**Instrucciones:**
1 - Vuelve a escribir, sin alterar nada, el fragmento del texto sobre el reojo que arranca con las palabras "El reojo en" y concluye con "como algo perturbador.".
2 - Decide si cada afirmación concuerda con el texto sobre el reojo y responde sí o no, citando literalmente las palabras del texto que lo deciden. (a) La mirada torva del vecino que esquiva a su próximo puede considerarse algo normal. (b) Antes, el cambio de acera permitía adivinar conflictos humanos o ideológicos. (c) Es normal que entre iguales se tuerza la trayectoria para evitar el roce.
3 - Prosigue el texto sobre el reojo en tiempos del COVID-19 a partir del punto en que se interrumpe.

**Bloque de texto:**
==========

El reojo en tiempos del COVID-19  /  Por Antonio Campuzano

El reojo de transeúnte a transeúnte transmite casi mejor que nada lo extraordinario de la situación. El recelo, la incertidumbre, que se proyecta entre los seres humanos, pero con esas categorías primas de la desconfianza desprovistas de la carga peyorativa que han soportado desde que fueron concebidas con ese pecado de la ignominia en el lenguaje,  para luego ser incorporadas al diccionario. La mirada torva del vecino que esquiva el paso de su próximo, aun con la dinámica de la fuerza mayor de la desgracia, no puede dejar de explorarse como algo perturbador.

No es normal que entre iguales se tuerza la trayectoria y el itinerario para evitar el roce, el cariño. De antes, se reconocía el cambio de acera, el “yo con ése no cruzo ni la calle”, con que se adivinaban los conflictos humanos o ideológicos, las diferencias de trato y hermandad, situadas en cada sitio de la balanza en irreprochables razones históricas o recientes.

==========

**Datos proporcionados:**
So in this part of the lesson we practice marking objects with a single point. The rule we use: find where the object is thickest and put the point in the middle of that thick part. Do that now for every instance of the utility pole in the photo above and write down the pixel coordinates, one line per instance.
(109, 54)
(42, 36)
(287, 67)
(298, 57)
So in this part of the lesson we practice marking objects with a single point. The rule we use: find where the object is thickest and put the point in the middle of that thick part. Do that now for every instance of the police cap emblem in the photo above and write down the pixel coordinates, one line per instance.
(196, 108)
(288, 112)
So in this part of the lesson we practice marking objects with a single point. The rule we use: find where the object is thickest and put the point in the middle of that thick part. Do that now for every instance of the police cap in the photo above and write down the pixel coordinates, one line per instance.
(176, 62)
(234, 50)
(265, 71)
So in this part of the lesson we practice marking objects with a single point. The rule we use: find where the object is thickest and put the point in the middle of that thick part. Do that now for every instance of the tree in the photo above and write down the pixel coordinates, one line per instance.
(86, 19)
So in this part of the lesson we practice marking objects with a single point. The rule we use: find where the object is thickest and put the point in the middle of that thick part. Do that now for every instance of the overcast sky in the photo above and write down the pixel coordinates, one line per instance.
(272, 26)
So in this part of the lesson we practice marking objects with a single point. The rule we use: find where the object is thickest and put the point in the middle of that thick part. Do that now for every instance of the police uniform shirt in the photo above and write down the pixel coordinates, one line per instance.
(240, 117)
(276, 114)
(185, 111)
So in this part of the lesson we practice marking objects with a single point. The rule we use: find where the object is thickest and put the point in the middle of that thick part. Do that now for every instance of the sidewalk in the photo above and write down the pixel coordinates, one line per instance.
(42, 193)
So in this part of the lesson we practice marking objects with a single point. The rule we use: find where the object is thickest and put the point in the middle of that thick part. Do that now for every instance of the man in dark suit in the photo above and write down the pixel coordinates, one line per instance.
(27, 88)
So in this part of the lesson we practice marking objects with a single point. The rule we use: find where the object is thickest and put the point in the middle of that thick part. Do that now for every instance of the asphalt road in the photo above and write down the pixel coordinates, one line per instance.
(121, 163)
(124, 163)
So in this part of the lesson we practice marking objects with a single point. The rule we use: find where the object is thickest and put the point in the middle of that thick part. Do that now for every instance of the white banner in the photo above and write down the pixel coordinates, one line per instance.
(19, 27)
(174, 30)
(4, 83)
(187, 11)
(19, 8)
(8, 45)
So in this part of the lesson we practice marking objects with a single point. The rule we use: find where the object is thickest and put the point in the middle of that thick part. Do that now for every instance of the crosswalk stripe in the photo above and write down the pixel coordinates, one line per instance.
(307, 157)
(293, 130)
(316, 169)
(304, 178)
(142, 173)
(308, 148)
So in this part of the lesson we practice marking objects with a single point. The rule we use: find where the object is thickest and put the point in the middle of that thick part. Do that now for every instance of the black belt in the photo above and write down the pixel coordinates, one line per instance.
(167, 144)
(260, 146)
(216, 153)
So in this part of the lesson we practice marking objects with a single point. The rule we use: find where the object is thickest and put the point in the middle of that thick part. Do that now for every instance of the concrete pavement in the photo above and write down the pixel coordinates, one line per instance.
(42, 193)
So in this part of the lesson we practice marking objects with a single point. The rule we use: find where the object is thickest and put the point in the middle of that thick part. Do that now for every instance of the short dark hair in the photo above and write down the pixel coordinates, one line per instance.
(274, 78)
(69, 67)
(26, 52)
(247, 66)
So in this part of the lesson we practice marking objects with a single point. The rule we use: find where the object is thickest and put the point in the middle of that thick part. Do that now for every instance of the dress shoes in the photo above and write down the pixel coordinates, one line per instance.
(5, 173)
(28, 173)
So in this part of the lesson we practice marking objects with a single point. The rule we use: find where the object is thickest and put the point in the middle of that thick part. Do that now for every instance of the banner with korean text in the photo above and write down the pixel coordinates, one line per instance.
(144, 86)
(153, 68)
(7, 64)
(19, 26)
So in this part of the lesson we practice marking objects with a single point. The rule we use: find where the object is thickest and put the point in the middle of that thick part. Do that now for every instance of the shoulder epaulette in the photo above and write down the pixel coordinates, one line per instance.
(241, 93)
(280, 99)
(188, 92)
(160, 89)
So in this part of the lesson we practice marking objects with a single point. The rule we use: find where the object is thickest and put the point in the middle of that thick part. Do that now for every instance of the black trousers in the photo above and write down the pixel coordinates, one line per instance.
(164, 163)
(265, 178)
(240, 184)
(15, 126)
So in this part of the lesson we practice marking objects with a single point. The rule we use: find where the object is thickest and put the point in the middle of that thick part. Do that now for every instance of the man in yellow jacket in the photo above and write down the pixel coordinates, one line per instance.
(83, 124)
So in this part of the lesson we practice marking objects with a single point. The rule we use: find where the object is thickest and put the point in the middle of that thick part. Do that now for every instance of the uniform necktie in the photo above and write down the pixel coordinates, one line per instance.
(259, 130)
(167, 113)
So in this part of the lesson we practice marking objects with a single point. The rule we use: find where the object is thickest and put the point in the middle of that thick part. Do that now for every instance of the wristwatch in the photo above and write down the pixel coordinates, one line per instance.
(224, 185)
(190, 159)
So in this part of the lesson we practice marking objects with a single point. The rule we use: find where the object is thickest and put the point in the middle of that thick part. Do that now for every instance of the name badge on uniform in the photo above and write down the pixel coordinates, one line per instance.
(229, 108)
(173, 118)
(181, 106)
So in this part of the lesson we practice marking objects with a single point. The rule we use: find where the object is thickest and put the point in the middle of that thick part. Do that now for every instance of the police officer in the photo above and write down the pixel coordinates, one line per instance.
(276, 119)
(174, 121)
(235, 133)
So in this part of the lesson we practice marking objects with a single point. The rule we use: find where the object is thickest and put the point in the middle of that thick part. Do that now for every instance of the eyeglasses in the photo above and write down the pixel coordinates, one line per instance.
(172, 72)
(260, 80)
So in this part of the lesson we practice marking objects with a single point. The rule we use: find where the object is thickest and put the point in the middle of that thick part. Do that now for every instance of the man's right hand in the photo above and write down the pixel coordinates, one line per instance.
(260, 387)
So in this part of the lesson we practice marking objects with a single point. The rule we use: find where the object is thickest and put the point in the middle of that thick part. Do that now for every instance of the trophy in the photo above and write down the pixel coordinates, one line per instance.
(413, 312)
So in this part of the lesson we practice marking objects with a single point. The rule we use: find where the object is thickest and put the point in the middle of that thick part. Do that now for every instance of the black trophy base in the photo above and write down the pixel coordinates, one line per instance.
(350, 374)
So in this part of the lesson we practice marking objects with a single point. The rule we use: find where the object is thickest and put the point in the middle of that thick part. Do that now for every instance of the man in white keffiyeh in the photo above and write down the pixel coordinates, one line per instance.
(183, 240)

==========

**Soluciones del ejercicio:**
1 -
El reojo en tiempos del COVID-19  /  Por Antonio Campuzano

El reojo de transeúnte a transeúnte transmite casi mejor que nada lo extraordinario de la situación. El recelo, la incertidumbre, que se proyecta entre los seres humanos, pero con esas categorías primas de la desconfianza desprovistas de la carga peyorativa que han soportado desde que fueron concebidas con ese pecado de la ignominia en el lenguaje,  para luego ser incorporadas al diccionario. La mirada torva del vecino que esquiva el paso de su próximo, aun con la dinámica de la fuerza mayor de la desgracia, no puede dejar de explorarse como algo perturbador.

2 -
(a) No: «no puede dejar de explorarse como algo perturbador».
(b) Sí: «De antes, se reconocía el cambio de acera, el “yo con ése no cruzo ni la calle”, con que se adivinaban los conflictos humanos o ideológicos».
(c) No: «No es normal que entre iguales se tuerza la trayectoria y el itinerario para evitar el roce, el cariño».

3 -
“El tiempo reversible”, ese texto póstumo de Umbral, de Editorial Círculo de Tiza, muy necesitado de lectura, recoge un pasaje en el que se dice de alguien que “estaba incapacitado para el odio, pero mantenía un alto coeficiente de desconfianza”. El virus engendra en su mortífera naturaleza bacteriológica esa mordedura a la confianza en los humanos. La destrucción, la barbarie de la desaparición en una estadística diaria, la muerte en definitiva, se queda en el recuento, en el desglose de las cifras, en la cosa inconsolable para las familias y dolientes. Pero ese detalle con el que se tropieza la humanidad “covid” se halla preñado de matices que empañan la catadura de las emociones.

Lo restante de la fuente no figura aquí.